SUPPLIED PASSAGE:
>> begin
We have now reached 50 UK-Muscle members. Thanks for the interest guys, hope you all enjoy the samples and we're looking forward to receiving your feedback.


----------



## BulkPowders (Mar 27, 2010)

Smokey13 said:


> Thanks for ignoring me twice, bit rude.


Please send an email to [email protected] @Smokey13 and I'll add you to the list.


----------



## Guest (Aug 21, 2013)

Yes please.


----------



## Fortis (Oct 20, 2012)

When should we receive the samples?


----------



## DazUKM (Nov 22, 2012)

BulkPowders.co.uk said:


> We have now reached 50 UK-Muscle members. Thanks for the interest guys, hope you all enjoy the samples and we're looking forward to receiving your feedback.


Looking forward to trying the popcorn! Already using your chocolate cookies ATM


----------



## rectus (Jan 18, 2012)

D9S4 said:


> Looking forward to trying the popcorn! Already using your chocolate cookies ATM


It's got some good reviews so far.
>> end
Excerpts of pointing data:
>> begin
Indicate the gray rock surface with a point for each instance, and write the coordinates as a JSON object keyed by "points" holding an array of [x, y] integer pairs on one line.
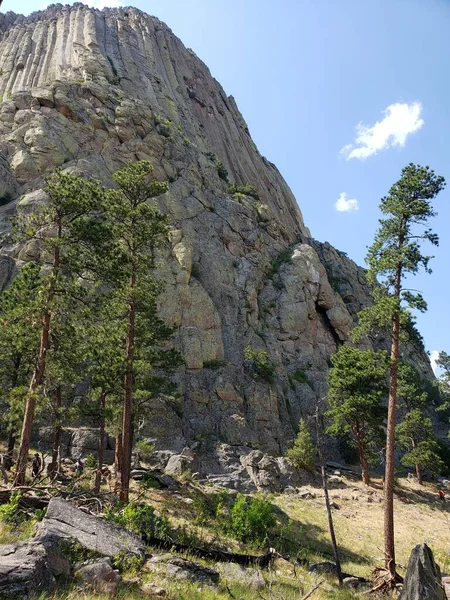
{"points": [[423, 577], [175, 567], [99, 576], [66, 521], [24, 571], [88, 90]]}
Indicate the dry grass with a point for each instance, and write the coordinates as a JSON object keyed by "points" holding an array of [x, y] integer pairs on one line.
{"points": [[358, 517]]}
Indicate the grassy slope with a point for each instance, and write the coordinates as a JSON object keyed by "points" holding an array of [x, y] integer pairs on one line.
{"points": [[358, 521]]}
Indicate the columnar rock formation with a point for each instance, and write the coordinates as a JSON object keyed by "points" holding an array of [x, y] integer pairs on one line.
{"points": [[88, 91]]}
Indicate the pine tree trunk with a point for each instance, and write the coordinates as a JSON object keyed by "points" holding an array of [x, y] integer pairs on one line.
{"points": [[118, 455], [363, 463], [128, 398], [53, 468], [30, 405], [38, 372], [9, 456], [418, 467], [101, 443], [389, 543], [9, 451]]}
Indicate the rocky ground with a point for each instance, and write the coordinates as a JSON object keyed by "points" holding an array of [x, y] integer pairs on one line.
{"points": [[300, 538]]}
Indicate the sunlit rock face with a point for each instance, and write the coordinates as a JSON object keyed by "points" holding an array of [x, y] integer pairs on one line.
{"points": [[88, 91]]}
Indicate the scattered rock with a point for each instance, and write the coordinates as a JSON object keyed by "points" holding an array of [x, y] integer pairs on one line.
{"points": [[180, 568], [99, 576], [423, 577], [65, 520], [335, 479], [152, 590], [24, 571]]}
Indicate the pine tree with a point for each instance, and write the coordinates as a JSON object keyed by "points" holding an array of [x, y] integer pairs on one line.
{"points": [[415, 435], [395, 255], [303, 453], [139, 229], [19, 344], [357, 388], [415, 431], [64, 233]]}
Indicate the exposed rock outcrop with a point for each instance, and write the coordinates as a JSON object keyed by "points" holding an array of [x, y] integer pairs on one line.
{"points": [[63, 520], [423, 577], [87, 91]]}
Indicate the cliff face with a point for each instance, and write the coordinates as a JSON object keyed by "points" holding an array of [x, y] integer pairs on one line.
{"points": [[89, 91]]}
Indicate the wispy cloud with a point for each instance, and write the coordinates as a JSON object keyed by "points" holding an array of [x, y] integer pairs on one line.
{"points": [[346, 204], [399, 121], [434, 355], [104, 3]]}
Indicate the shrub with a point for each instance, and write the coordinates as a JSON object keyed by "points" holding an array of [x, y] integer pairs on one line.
{"points": [[303, 453], [126, 562], [149, 482], [221, 170], [251, 519], [244, 190], [262, 367], [141, 519], [10, 513], [213, 364], [144, 449], [90, 462]]}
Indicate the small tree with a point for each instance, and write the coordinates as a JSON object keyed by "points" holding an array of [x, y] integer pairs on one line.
{"points": [[357, 388], [138, 229], [415, 432], [415, 435], [394, 255], [63, 232], [303, 453]]}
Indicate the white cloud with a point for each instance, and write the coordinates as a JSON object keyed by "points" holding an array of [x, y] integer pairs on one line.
{"points": [[345, 204], [399, 121], [104, 3], [434, 355]]}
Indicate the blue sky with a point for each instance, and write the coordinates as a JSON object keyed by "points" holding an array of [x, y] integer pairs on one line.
{"points": [[305, 73]]}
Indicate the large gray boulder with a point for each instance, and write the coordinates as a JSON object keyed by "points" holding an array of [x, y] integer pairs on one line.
{"points": [[66, 521], [24, 570], [423, 577]]}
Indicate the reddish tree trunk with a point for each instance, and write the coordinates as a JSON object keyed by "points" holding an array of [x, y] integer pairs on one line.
{"points": [[9, 451], [363, 462], [118, 455], [389, 543], [101, 443], [30, 405], [53, 468], [128, 398], [38, 372]]}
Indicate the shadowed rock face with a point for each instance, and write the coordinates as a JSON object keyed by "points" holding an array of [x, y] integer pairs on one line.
{"points": [[88, 91]]}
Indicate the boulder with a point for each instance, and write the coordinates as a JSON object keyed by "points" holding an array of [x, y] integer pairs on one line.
{"points": [[423, 579], [8, 184], [99, 576], [66, 521], [24, 571], [175, 567]]}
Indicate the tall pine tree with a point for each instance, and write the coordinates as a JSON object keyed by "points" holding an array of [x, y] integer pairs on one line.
{"points": [[139, 229], [394, 256], [357, 388], [63, 233]]}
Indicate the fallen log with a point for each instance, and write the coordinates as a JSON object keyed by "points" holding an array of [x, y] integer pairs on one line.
{"points": [[262, 560]]}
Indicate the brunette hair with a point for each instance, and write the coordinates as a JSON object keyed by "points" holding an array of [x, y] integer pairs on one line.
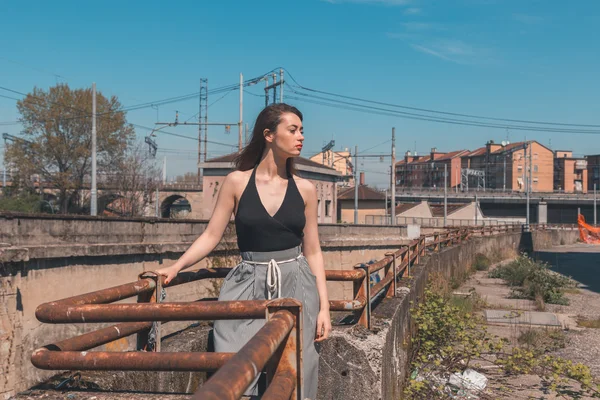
{"points": [[269, 118]]}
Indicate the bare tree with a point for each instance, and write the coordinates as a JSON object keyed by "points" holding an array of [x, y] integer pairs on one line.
{"points": [[57, 138], [132, 183]]}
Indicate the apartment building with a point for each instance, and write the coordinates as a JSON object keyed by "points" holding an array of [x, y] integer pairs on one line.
{"points": [[428, 170], [570, 173], [498, 166], [503, 167], [593, 170], [341, 161]]}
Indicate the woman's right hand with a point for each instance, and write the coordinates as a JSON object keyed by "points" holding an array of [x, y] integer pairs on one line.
{"points": [[169, 273]]}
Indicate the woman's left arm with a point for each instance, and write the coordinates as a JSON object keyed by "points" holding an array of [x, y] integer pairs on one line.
{"points": [[314, 256]]}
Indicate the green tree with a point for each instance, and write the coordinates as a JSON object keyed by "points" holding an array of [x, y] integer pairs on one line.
{"points": [[58, 130]]}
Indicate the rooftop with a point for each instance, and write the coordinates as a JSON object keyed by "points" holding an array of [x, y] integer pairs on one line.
{"points": [[364, 193]]}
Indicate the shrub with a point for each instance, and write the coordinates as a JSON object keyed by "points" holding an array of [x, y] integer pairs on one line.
{"points": [[481, 263], [533, 280]]}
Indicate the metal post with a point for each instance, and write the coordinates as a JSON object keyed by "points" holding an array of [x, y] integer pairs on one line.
{"points": [[274, 88], [266, 90], [445, 194], [281, 85], [527, 187], [476, 210], [391, 292], [94, 191], [156, 205], [241, 123], [386, 210], [393, 177], [355, 185], [4, 172], [199, 176], [504, 182]]}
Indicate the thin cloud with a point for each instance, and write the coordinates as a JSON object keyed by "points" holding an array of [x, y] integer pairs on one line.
{"points": [[419, 26], [375, 2], [412, 11], [528, 19], [455, 51], [431, 52]]}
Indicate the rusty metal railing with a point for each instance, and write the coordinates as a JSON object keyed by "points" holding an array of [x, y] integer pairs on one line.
{"points": [[276, 347]]}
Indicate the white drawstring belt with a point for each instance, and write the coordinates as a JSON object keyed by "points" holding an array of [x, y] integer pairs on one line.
{"points": [[273, 275]]}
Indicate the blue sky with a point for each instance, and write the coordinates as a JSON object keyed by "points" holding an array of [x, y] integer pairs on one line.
{"points": [[519, 59]]}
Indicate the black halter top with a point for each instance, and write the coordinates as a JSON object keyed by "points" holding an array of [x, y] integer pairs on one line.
{"points": [[258, 231]]}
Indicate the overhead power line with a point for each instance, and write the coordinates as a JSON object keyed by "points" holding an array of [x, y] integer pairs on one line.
{"points": [[181, 136], [394, 113], [437, 111]]}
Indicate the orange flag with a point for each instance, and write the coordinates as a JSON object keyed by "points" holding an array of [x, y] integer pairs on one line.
{"points": [[588, 233]]}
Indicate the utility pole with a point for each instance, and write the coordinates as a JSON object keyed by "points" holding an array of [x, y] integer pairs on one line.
{"points": [[476, 210], [94, 191], [281, 88], [386, 209], [594, 204], [527, 184], [202, 125], [4, 135], [266, 90], [241, 124], [504, 182], [156, 204], [356, 185], [274, 87], [393, 178], [445, 194]]}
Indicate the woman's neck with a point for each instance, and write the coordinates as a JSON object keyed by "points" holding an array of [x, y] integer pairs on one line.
{"points": [[272, 166]]}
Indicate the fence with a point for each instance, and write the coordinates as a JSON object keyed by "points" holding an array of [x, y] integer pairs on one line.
{"points": [[436, 222], [276, 347]]}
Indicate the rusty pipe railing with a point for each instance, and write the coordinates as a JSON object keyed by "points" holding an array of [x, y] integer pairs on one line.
{"points": [[276, 346], [284, 319]]}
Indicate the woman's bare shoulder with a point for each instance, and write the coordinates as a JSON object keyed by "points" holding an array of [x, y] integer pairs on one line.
{"points": [[307, 188], [237, 177]]}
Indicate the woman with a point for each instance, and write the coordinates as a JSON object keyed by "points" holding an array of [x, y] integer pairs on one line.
{"points": [[275, 217]]}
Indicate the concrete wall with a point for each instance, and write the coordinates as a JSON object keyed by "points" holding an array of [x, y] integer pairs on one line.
{"points": [[356, 363], [365, 207], [326, 192], [46, 258], [421, 210]]}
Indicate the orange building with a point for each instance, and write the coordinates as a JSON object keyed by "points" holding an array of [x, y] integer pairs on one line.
{"points": [[505, 167], [570, 173], [593, 169], [428, 171], [494, 166]]}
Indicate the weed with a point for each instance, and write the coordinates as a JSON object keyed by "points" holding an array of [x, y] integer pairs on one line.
{"points": [[533, 280], [543, 340], [481, 263], [589, 323]]}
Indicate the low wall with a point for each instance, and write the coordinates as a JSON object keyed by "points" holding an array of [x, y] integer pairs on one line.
{"points": [[46, 258], [356, 363]]}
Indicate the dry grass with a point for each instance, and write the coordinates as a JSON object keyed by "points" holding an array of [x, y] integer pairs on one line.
{"points": [[589, 323], [543, 340]]}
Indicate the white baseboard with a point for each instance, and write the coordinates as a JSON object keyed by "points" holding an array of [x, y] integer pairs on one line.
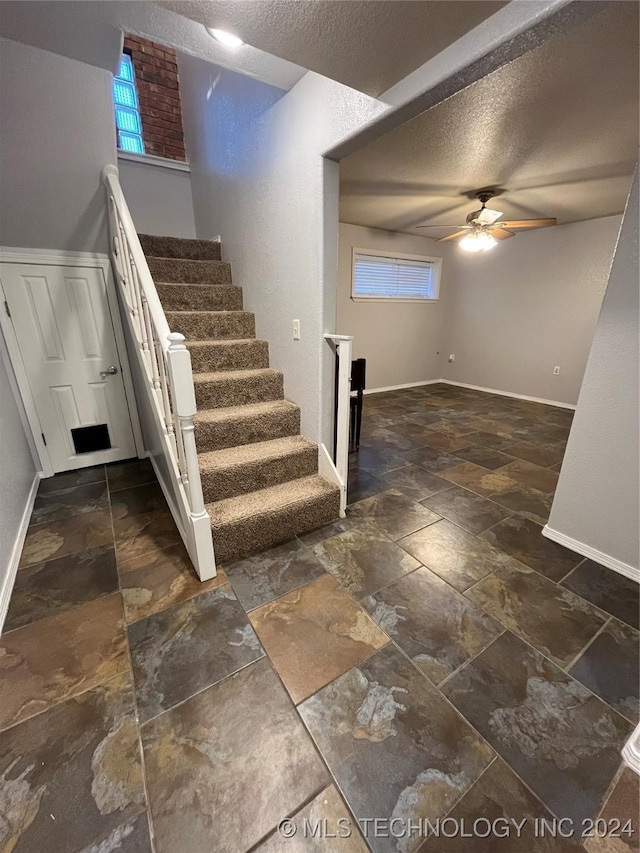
{"points": [[592, 553], [631, 750], [7, 584], [509, 394], [400, 387]]}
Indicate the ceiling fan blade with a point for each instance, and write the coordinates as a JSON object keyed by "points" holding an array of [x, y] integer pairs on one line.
{"points": [[488, 216], [501, 233], [453, 236], [529, 223]]}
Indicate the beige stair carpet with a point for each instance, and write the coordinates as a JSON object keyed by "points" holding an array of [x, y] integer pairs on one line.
{"points": [[259, 475]]}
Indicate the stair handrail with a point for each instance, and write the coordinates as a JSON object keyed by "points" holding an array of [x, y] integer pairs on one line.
{"points": [[167, 366], [343, 345]]}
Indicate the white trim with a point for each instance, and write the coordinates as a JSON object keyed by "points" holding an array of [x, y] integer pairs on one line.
{"points": [[7, 585], [57, 257], [400, 387], [542, 400], [592, 553], [328, 470], [631, 750], [152, 160]]}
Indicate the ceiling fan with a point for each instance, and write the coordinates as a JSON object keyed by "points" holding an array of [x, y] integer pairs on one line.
{"points": [[482, 231]]}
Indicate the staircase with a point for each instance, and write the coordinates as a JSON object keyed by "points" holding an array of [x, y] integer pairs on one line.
{"points": [[259, 475]]}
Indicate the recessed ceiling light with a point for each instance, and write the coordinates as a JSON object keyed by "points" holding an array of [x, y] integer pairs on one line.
{"points": [[228, 39]]}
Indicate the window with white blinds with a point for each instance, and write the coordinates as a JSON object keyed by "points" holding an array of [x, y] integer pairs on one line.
{"points": [[379, 275]]}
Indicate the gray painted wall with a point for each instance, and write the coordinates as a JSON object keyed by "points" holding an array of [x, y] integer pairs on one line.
{"points": [[18, 470], [400, 341], [596, 502], [159, 198], [56, 134], [528, 305], [274, 200]]}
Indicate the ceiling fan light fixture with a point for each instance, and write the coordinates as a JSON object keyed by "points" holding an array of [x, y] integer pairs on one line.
{"points": [[225, 38], [478, 241]]}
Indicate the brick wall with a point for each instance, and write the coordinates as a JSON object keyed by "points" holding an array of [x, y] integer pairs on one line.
{"points": [[159, 97]]}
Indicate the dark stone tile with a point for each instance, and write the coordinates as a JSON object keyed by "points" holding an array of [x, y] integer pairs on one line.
{"points": [[66, 504], [142, 521], [364, 559], [328, 812], [435, 625], [394, 513], [497, 799], [259, 579], [179, 651], [56, 539], [155, 581], [466, 509], [443, 441], [432, 459], [134, 472], [45, 589], [49, 661], [227, 764], [607, 589], [362, 485], [72, 775], [532, 476], [393, 744], [415, 482], [486, 457], [562, 741], [558, 623], [458, 557], [546, 456], [523, 539], [621, 806], [610, 668], [72, 479], [314, 634], [377, 462]]}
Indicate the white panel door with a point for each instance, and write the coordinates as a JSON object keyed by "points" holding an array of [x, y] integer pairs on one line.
{"points": [[65, 333]]}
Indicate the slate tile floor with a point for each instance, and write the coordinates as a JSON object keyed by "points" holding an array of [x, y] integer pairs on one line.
>> end
TASKS:
**1.** Answer these questions about the forum thread on BulkPowders samples:
(a) How many UK-Muscle members had been reached?
(b) What does the post from Fortis ask?
(c) Which product does DazUKM say is already in use?
**2.** Carry on the forum thread about BulkPowders samples from its last post.
The rows are separate material with no connection to the forum thread.

ANSWERS TO THE TASKS:
**1.**
(a) 50 UK-Muscle members.
(b) When the samples should be received.
(c) The chocolate cookies.

**2.**
----------



## BulkPowders (Mar 27, 2010)

rectus said:


> It's got some good reviews so far.


Certainly has and we're looking forward to seeing some reviews on here too. Samples went out yesterday and today so the 50 people who got lucky should get them in time for the weekend.


----------



## Guest (Aug 21, 2013)

How bout a free sample of strawberry, if it tastes as good as tpw

You got an order.


----------



## 1010AD (May 30, 2009)

@BulkPowders.co.uk

I can't believe i'm reading this and missed it. On the 16th you put up a thread introducing your new coffee popcorn whey and i was the first to comment on a good flavour and also asked about buying samples which i was told you should be selling them soon. Just saying it would of been nice to have said to watch out for us giving out free samples in the next few days and then maybe i wouldn't of missed it.


----------



## ashmo (Jul 1, 2011)

All gone?


----------



## BulkPowders (Mar 27, 2010)

We've opened this back up again for 10 more members!

@1010AD @ashmo, send us a private message with your address details and we'll add you guys to the list.


----------



## ashmo (Jul 1, 2011)

BulkPowders.co.uk said:


> We've opened this back up again for 10 more members!
> 
> @1010AD @ashmo, send us a private message with your address details and we'll add you guys to the list.


Sent cheers!


----------



## RalphWiggum (Jul 12, 2013)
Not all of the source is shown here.